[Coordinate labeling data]
__________

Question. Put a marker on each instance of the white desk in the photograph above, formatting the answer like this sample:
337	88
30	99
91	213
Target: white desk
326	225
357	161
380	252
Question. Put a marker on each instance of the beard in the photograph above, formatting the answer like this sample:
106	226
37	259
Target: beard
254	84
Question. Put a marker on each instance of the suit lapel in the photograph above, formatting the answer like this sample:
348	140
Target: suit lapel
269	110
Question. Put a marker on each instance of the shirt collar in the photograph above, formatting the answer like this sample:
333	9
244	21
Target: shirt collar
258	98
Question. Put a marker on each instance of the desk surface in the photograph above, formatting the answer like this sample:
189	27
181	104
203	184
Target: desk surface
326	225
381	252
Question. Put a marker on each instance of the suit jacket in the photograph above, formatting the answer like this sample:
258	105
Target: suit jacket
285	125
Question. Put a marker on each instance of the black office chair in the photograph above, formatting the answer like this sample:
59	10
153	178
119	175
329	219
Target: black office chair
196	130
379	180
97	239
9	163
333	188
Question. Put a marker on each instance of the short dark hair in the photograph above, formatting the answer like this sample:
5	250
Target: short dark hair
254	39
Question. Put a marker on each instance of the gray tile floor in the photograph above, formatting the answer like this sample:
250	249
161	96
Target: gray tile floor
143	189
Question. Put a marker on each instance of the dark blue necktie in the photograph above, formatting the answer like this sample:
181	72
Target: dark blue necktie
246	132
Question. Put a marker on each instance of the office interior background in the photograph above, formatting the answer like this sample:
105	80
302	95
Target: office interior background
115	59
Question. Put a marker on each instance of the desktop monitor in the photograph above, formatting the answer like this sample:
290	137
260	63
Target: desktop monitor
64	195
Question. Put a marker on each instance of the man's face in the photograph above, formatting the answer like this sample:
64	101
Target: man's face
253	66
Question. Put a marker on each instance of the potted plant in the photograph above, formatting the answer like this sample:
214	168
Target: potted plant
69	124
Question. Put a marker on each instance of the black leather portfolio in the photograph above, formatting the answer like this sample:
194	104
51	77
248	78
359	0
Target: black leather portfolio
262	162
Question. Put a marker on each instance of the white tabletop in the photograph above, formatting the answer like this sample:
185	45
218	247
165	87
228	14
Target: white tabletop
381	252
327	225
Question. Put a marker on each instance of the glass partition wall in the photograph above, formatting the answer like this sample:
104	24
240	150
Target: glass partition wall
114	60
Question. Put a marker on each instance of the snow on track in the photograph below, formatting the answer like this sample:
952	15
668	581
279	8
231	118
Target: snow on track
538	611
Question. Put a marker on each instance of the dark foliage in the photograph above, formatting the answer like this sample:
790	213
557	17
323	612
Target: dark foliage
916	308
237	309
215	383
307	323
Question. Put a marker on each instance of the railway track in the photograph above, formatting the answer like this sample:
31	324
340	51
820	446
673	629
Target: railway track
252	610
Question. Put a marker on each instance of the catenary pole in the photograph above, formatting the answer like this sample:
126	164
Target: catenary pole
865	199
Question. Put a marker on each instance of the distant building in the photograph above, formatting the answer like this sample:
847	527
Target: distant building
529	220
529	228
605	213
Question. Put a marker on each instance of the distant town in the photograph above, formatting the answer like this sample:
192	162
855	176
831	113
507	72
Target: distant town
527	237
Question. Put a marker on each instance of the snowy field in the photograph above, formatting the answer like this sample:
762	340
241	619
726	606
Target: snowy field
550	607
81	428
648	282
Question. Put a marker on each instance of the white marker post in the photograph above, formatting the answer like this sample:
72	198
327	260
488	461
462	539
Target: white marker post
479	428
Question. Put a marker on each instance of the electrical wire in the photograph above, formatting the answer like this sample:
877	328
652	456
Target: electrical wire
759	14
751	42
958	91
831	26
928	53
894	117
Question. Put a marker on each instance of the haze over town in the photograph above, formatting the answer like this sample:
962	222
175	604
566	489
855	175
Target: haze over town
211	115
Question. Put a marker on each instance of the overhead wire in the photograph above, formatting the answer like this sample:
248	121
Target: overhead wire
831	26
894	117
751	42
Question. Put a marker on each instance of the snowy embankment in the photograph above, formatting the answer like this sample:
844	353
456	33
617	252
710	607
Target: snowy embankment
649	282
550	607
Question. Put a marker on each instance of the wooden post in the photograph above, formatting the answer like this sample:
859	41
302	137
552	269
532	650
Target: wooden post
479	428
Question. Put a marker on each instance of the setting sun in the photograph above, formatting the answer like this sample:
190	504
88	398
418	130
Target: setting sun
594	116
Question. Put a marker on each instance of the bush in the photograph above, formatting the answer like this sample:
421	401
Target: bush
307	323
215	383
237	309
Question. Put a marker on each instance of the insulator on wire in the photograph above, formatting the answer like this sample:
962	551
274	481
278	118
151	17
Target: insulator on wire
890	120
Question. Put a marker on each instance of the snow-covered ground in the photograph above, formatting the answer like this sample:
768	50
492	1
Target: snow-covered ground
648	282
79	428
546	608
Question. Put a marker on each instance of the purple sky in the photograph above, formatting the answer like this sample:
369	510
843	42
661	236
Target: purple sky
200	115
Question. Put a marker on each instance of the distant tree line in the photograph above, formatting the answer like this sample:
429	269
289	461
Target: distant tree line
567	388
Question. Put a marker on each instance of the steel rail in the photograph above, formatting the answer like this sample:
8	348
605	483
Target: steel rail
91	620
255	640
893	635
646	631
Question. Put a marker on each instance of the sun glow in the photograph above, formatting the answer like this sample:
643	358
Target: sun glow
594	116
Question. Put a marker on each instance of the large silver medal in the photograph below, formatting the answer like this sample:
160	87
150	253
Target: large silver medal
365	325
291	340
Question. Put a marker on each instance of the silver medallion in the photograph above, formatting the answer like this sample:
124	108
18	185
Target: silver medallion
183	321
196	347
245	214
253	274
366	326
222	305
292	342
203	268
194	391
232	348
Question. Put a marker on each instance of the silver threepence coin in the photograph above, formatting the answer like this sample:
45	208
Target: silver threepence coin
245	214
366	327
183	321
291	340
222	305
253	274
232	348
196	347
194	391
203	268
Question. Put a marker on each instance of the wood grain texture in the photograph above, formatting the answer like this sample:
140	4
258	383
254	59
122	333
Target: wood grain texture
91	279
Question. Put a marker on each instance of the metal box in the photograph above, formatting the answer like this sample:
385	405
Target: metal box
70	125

__________

Repeat only the stretch of lines starting at the one containing "Question. Put a marker on each instance of the large" and running to the final line of the entries above.

» **COMPLETE OUTPUT**:
Question. Put a marker on each instance of the large silver medal in the photograph below, formatting the answer like this sample:
160	87
150	253
Target: large silver medal
365	325
291	340
Question. Put a marker on each instance of the silver medallion in the photograph above, formatting the answer like this sample:
124	108
18	185
Target: silver medallion
183	321
196	347
245	214
253	274
366	326
222	305
292	342
203	268
194	391
232	348
Question. Put a marker on each instance of the silver threepence coin in the photograph above, formatting the answer like this sample:
45	208
Target: silver threepence coin
245	214
366	327
183	321
291	340
222	305
253	274
232	348
196	347
194	391
203	268
Question. Put a marker on each instance of the wood grain texture in the photograph above, formatting the answer like this sample:
140	4
258	383
254	59
122	333
Target: wood grain texture
91	279
Question. Put a marker on each instance of the metal box in the photograph above, formatting the answer like this sample:
385	405
Target: metal box
70	125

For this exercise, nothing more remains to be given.